:: Records supplied
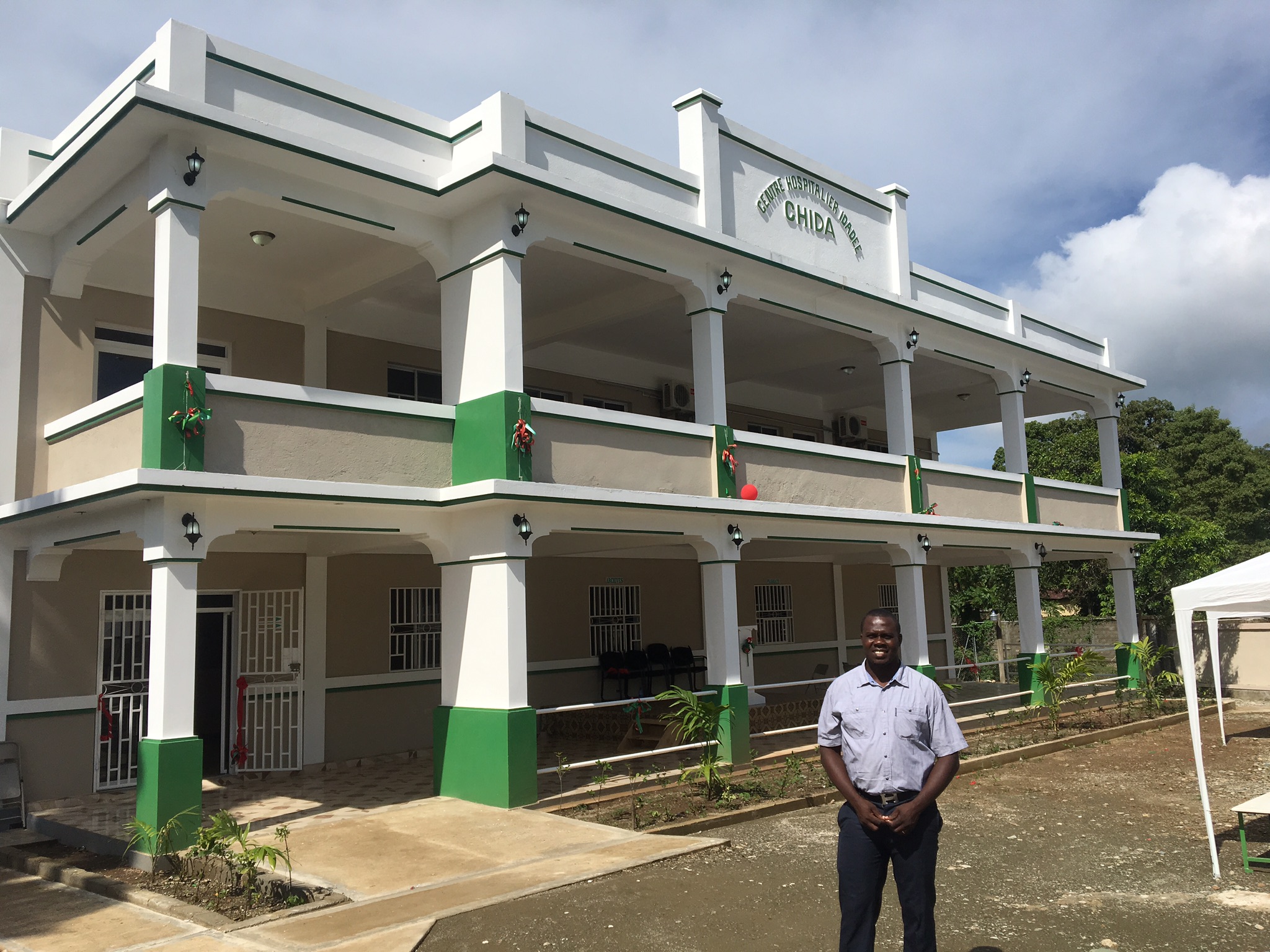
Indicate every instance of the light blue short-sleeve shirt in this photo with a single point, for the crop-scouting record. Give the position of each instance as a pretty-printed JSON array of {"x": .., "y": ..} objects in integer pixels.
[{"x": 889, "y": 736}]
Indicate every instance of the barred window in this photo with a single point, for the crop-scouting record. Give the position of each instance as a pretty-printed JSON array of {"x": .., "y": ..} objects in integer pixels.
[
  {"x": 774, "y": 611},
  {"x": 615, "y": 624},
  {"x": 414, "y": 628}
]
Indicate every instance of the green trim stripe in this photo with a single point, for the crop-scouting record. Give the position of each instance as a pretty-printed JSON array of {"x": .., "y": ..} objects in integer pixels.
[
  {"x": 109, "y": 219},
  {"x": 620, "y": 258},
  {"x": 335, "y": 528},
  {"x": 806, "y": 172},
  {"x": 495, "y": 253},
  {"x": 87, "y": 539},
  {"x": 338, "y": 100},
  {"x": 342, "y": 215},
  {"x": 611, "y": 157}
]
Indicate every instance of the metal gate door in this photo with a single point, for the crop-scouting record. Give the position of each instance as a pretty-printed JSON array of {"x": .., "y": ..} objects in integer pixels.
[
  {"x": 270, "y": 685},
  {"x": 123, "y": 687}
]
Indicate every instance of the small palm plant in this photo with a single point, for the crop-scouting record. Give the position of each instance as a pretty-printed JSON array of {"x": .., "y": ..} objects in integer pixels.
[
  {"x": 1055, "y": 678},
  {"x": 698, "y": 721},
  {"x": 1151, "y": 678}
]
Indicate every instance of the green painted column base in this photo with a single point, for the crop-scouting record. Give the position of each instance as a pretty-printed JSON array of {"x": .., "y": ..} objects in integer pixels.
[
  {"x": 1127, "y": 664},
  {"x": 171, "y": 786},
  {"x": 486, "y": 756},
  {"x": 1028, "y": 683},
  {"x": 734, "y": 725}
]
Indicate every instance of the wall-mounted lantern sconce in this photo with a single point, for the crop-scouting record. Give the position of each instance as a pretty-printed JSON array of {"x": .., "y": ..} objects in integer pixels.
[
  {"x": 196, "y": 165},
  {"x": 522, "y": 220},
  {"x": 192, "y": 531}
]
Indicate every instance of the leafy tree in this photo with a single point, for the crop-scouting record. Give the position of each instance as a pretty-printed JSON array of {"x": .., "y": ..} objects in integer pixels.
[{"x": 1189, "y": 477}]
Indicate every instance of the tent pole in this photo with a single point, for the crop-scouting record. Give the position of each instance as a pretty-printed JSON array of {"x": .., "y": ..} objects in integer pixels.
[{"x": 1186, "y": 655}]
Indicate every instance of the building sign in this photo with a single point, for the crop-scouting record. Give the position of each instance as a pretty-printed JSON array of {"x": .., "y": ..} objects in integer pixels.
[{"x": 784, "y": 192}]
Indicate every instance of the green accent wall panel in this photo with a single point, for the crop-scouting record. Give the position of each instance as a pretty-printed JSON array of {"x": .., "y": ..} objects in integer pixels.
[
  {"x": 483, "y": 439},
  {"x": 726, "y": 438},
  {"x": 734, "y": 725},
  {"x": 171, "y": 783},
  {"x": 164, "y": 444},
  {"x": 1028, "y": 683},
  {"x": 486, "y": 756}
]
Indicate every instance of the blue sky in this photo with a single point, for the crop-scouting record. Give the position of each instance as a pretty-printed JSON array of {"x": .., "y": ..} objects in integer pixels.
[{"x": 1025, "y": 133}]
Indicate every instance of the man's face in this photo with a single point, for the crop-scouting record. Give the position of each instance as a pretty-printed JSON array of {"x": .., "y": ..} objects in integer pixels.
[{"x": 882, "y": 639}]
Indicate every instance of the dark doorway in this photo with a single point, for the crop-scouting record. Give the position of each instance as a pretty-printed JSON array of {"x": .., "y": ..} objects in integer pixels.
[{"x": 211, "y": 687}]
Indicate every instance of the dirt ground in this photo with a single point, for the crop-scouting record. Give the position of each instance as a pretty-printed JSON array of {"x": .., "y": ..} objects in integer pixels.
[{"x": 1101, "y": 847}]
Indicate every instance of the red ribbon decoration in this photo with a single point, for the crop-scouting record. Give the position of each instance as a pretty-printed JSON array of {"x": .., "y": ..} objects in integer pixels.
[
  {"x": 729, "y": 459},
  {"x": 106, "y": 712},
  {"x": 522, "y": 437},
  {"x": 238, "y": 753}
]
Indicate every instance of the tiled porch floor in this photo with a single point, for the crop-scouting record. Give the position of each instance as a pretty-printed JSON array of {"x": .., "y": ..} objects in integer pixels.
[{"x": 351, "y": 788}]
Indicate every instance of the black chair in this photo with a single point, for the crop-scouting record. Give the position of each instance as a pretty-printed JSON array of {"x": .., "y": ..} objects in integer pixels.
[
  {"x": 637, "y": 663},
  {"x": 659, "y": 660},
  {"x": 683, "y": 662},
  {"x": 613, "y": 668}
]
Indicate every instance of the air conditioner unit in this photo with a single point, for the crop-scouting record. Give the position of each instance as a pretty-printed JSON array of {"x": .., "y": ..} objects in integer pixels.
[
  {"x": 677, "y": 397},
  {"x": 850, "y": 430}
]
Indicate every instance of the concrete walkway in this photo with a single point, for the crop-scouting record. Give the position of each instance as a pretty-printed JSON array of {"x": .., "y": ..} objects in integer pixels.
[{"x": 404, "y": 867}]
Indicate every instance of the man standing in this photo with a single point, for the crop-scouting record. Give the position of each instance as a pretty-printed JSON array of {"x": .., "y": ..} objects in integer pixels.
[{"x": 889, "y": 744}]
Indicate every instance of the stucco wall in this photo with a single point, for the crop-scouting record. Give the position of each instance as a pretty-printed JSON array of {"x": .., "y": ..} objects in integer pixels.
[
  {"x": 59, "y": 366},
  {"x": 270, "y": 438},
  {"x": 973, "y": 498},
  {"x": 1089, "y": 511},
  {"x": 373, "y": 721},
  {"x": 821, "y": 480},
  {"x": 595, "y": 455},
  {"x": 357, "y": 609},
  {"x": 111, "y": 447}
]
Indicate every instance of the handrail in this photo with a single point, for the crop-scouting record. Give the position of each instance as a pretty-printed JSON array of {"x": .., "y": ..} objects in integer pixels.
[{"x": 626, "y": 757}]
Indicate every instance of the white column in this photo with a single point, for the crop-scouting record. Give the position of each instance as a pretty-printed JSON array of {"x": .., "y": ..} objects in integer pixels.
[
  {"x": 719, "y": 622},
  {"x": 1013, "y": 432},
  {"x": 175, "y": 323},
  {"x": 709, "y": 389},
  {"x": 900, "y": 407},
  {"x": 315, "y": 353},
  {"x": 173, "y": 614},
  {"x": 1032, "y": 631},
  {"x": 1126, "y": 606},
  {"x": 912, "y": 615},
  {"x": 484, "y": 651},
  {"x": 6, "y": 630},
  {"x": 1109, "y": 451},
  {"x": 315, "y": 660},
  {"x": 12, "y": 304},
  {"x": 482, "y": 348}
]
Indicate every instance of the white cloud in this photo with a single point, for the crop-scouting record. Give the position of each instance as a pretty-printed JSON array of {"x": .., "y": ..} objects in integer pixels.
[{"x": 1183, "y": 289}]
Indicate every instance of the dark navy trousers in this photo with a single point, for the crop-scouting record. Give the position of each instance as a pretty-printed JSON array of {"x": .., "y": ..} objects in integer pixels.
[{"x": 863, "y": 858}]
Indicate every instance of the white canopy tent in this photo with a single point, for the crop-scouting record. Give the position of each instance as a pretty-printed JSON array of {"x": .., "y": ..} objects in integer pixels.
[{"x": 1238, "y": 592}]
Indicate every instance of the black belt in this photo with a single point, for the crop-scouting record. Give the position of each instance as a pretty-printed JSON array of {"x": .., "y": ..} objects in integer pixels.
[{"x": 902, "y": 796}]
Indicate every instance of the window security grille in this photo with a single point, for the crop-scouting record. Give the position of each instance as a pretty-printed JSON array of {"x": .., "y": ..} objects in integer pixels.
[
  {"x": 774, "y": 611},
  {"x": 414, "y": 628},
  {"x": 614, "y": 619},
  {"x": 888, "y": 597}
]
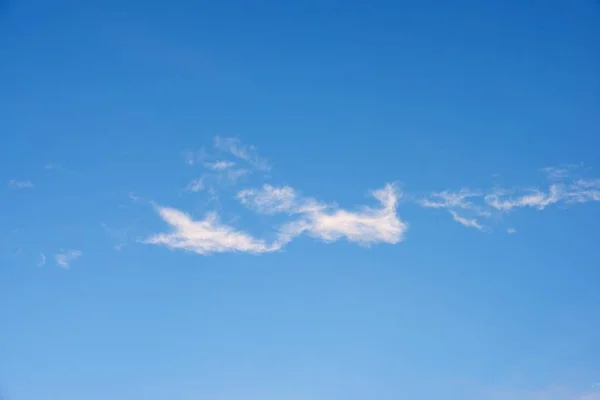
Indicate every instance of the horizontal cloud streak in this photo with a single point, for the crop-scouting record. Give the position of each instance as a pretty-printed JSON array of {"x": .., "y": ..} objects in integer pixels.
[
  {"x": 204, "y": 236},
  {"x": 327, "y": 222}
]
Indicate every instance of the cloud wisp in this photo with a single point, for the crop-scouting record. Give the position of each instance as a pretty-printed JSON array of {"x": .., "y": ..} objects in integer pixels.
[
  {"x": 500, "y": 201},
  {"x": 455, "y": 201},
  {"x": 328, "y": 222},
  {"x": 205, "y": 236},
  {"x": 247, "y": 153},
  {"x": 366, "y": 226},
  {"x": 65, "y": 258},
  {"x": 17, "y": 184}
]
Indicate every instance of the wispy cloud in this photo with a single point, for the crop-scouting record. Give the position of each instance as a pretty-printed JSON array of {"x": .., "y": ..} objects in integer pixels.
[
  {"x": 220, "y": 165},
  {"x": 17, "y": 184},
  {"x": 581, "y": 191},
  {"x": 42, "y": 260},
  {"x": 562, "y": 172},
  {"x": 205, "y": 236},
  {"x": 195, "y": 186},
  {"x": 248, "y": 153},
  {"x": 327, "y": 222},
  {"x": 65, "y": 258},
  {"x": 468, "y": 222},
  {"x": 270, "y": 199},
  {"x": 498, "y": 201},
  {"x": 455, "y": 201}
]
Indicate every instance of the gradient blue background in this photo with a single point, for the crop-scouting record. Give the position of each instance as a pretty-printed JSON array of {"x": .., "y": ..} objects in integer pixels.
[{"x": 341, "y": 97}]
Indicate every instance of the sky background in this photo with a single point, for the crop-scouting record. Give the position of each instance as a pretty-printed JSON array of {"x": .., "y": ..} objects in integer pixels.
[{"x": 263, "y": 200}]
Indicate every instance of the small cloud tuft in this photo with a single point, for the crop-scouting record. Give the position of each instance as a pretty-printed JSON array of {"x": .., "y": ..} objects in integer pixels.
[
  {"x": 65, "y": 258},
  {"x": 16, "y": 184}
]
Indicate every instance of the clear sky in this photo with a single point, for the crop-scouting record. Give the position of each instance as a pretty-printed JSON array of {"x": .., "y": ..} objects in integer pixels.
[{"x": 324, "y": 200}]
::::
▸ Goal
Take every line from the one containing "Indicate every instance of the gradient" to the end of the listing and output it exactly, with nothing else.

▸ Reply
Indicate every instance of the gradient blue background in this photo with a single point, for the crop-scouting record. Give the position of each instance as a pretty-printed JSON array of {"x": .., "y": ..} objects in integer pixels.
[{"x": 341, "y": 97}]
Indicate every instance of the sky background in this photo with a single point, for the crop-scouting record. Give the position of each instance as a pretty-printed JSON array of {"x": .., "y": ..} objects in integer pixels.
[{"x": 263, "y": 200}]
Indicate every instance of the small cloud tuft in this photo with a single point, for the crop-scouting record. Give the position of each instance as a pretty-printed JSON array of {"x": .., "y": ..} objects in integer pixels.
[
  {"x": 65, "y": 258},
  {"x": 16, "y": 184}
]
Indicate every instance of the clear sky in this photo with a single point, for the crop-scouting record. Give the position of each instance as a pretty-printed JSON array of {"x": .., "y": ..} objects in integer pixels.
[{"x": 324, "y": 200}]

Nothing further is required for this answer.